* TASK DESCRIPTION
Please return each line of the listing below that contains the string "mirror", treating uppercase and lowercase as different.

* EXERCISE DATA
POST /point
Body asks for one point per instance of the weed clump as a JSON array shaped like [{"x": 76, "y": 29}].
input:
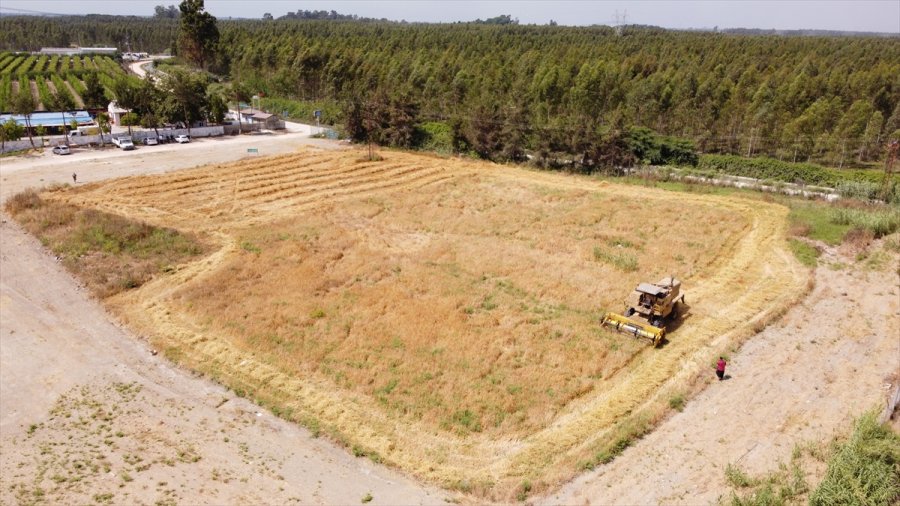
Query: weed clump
[
  {"x": 863, "y": 470},
  {"x": 109, "y": 253}
]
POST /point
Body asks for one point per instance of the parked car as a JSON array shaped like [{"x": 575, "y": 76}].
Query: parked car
[{"x": 124, "y": 143}]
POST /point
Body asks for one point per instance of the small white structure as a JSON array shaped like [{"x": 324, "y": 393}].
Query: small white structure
[
  {"x": 116, "y": 113},
  {"x": 266, "y": 120}
]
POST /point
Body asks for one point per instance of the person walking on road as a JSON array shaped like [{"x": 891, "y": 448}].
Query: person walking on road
[{"x": 720, "y": 368}]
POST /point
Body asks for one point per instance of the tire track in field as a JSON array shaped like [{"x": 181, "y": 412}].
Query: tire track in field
[{"x": 756, "y": 273}]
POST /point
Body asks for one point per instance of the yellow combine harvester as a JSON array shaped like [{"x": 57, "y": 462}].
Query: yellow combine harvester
[{"x": 647, "y": 309}]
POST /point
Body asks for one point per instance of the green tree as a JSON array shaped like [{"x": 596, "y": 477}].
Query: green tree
[
  {"x": 216, "y": 108},
  {"x": 198, "y": 35},
  {"x": 130, "y": 119},
  {"x": 187, "y": 96},
  {"x": 94, "y": 97},
  {"x": 240, "y": 93},
  {"x": 128, "y": 97},
  {"x": 11, "y": 131}
]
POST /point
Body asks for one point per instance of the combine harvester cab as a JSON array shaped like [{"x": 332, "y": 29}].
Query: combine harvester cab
[{"x": 647, "y": 309}]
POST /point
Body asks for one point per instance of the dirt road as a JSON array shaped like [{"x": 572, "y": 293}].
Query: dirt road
[
  {"x": 805, "y": 378},
  {"x": 89, "y": 413}
]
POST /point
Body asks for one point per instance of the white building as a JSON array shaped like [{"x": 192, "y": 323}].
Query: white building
[{"x": 116, "y": 113}]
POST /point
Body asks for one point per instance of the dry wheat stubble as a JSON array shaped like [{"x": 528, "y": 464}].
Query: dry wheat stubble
[{"x": 441, "y": 314}]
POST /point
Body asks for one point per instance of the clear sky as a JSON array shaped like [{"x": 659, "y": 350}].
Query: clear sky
[{"x": 847, "y": 15}]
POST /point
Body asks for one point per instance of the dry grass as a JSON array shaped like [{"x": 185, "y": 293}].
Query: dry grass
[
  {"x": 108, "y": 252},
  {"x": 441, "y": 315}
]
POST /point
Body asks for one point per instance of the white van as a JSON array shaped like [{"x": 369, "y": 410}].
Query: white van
[{"x": 123, "y": 142}]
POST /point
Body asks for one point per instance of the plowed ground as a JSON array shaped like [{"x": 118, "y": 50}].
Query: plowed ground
[{"x": 441, "y": 315}]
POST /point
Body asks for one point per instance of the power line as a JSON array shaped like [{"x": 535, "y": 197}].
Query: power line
[{"x": 29, "y": 11}]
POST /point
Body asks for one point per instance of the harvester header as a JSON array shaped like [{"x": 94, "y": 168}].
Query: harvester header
[{"x": 647, "y": 310}]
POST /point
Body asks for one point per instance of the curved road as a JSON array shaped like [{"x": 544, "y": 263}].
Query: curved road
[{"x": 198, "y": 442}]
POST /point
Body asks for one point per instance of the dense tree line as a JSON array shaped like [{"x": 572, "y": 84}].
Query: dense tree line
[{"x": 502, "y": 90}]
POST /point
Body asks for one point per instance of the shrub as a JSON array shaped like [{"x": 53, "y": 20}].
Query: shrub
[
  {"x": 774, "y": 170},
  {"x": 863, "y": 470},
  {"x": 656, "y": 149},
  {"x": 805, "y": 253},
  {"x": 880, "y": 221},
  {"x": 625, "y": 262}
]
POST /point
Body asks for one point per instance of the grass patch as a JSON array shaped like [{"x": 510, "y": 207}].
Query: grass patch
[
  {"x": 625, "y": 435},
  {"x": 813, "y": 220},
  {"x": 880, "y": 220},
  {"x": 805, "y": 253},
  {"x": 109, "y": 253},
  {"x": 863, "y": 470},
  {"x": 677, "y": 403}
]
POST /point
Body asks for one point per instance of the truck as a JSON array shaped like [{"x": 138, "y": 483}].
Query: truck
[{"x": 124, "y": 143}]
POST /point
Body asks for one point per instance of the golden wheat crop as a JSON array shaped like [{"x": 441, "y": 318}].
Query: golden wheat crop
[{"x": 439, "y": 314}]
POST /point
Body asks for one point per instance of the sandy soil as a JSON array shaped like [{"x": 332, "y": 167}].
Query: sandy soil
[
  {"x": 754, "y": 265},
  {"x": 89, "y": 414},
  {"x": 805, "y": 378}
]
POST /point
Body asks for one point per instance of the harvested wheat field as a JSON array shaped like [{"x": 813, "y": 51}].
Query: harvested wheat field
[{"x": 442, "y": 315}]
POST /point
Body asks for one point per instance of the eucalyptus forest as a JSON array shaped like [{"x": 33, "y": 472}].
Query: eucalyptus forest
[{"x": 506, "y": 91}]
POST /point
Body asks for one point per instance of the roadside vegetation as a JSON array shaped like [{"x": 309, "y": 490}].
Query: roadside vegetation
[
  {"x": 566, "y": 96},
  {"x": 862, "y": 469},
  {"x": 108, "y": 253}
]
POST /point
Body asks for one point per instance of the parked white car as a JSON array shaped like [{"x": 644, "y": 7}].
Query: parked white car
[{"x": 123, "y": 142}]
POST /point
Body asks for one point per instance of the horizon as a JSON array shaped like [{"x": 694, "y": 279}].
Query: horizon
[{"x": 871, "y": 16}]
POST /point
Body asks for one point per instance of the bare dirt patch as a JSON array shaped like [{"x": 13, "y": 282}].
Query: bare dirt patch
[
  {"x": 57, "y": 346},
  {"x": 441, "y": 315},
  {"x": 802, "y": 380}
]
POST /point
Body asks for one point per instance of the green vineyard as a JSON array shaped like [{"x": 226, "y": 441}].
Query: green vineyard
[{"x": 55, "y": 82}]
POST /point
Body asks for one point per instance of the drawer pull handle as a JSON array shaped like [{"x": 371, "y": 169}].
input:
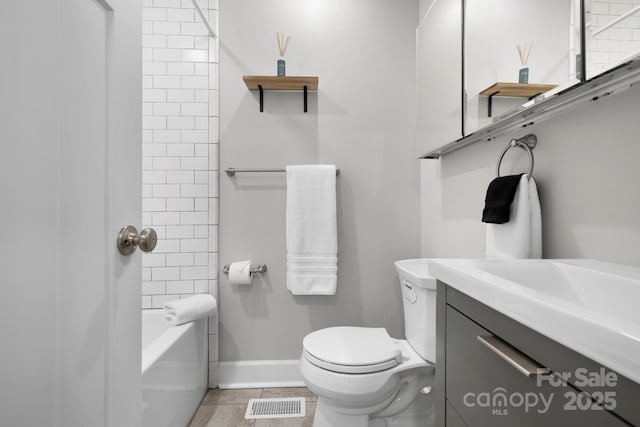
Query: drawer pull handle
[{"x": 521, "y": 362}]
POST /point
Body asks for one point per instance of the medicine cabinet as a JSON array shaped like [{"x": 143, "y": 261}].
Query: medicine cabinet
[{"x": 468, "y": 85}]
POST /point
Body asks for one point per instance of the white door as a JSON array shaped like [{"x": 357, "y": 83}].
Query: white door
[{"x": 70, "y": 132}]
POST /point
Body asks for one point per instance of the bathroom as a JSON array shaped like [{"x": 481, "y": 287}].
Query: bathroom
[{"x": 391, "y": 206}]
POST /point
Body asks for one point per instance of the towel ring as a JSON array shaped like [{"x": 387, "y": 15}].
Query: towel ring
[{"x": 526, "y": 143}]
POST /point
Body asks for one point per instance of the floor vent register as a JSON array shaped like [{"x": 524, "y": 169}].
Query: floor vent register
[{"x": 288, "y": 407}]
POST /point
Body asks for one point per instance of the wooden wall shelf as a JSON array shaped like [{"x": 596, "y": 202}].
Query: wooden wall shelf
[
  {"x": 515, "y": 90},
  {"x": 281, "y": 83}
]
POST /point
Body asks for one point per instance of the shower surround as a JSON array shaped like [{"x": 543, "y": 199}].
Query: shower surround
[{"x": 180, "y": 155}]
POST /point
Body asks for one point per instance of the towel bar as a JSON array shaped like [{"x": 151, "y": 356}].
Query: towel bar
[
  {"x": 260, "y": 269},
  {"x": 233, "y": 171},
  {"x": 527, "y": 143}
]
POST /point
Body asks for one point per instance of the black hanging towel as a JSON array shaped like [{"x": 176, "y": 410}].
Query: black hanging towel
[{"x": 497, "y": 202}]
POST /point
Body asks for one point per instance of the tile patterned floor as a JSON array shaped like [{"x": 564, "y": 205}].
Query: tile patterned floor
[{"x": 226, "y": 408}]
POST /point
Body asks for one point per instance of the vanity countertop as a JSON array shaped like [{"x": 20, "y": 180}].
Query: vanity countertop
[{"x": 590, "y": 306}]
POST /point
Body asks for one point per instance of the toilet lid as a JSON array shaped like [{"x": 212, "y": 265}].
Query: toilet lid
[{"x": 349, "y": 349}]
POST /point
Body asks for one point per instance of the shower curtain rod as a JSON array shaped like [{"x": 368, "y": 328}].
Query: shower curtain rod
[{"x": 204, "y": 20}]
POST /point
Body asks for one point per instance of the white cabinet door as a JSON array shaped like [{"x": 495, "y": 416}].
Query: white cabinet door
[
  {"x": 439, "y": 76},
  {"x": 70, "y": 129}
]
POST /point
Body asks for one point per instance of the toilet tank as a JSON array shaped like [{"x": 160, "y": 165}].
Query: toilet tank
[{"x": 419, "y": 303}]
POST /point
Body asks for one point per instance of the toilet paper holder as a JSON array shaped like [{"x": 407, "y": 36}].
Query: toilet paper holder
[{"x": 260, "y": 269}]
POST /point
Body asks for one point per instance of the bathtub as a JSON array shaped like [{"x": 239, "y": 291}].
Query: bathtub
[{"x": 174, "y": 370}]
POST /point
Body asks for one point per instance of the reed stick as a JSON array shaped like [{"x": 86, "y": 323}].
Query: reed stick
[{"x": 283, "y": 44}]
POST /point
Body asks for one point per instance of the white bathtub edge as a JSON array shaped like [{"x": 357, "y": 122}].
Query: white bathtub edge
[{"x": 259, "y": 374}]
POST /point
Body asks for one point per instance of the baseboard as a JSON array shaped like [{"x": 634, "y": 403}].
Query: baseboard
[{"x": 259, "y": 374}]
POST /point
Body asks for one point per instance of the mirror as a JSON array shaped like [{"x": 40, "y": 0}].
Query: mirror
[
  {"x": 439, "y": 75},
  {"x": 612, "y": 34},
  {"x": 529, "y": 45}
]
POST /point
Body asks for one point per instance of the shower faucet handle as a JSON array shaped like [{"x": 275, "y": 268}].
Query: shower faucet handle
[{"x": 129, "y": 239}]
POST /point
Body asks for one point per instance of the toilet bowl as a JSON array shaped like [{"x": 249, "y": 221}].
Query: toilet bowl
[{"x": 365, "y": 378}]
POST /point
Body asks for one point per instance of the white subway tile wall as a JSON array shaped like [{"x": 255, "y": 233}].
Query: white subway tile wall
[
  {"x": 180, "y": 155},
  {"x": 616, "y": 43}
]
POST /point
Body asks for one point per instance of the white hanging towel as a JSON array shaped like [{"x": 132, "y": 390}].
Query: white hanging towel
[
  {"x": 311, "y": 226},
  {"x": 521, "y": 237}
]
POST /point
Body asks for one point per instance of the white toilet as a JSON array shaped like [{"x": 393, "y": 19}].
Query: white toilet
[{"x": 365, "y": 378}]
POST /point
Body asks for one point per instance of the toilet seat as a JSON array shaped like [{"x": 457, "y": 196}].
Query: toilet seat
[{"x": 352, "y": 350}]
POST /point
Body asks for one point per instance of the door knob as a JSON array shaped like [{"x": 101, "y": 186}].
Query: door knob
[{"x": 129, "y": 239}]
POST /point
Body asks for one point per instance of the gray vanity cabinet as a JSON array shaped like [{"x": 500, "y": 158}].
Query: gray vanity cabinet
[{"x": 476, "y": 386}]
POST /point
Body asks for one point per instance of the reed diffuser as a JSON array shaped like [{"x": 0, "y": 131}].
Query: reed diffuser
[
  {"x": 523, "y": 53},
  {"x": 283, "y": 44}
]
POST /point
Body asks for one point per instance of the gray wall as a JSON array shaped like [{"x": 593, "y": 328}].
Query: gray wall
[
  {"x": 361, "y": 119},
  {"x": 587, "y": 174}
]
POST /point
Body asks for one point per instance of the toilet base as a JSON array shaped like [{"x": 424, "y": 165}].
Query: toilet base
[
  {"x": 419, "y": 414},
  {"x": 326, "y": 417}
]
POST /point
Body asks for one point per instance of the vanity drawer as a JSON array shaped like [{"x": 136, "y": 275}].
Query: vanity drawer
[{"x": 485, "y": 390}]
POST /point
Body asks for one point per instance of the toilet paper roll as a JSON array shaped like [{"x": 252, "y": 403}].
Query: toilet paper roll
[{"x": 240, "y": 273}]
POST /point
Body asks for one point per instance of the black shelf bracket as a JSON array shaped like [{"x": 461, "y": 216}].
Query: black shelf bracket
[
  {"x": 304, "y": 94},
  {"x": 261, "y": 98},
  {"x": 490, "y": 103},
  {"x": 305, "y": 98}
]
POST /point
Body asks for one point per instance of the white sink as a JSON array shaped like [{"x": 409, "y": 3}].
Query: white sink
[{"x": 590, "y": 306}]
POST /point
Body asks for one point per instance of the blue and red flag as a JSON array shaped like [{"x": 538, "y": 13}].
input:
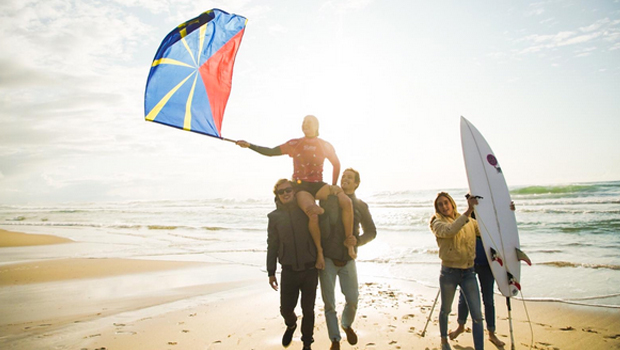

* EXERCISE RESPONSE
Body asks for one point per instance of the mirror as a JSON array shaped like [{"x": 40, "y": 0}].
Query: mirror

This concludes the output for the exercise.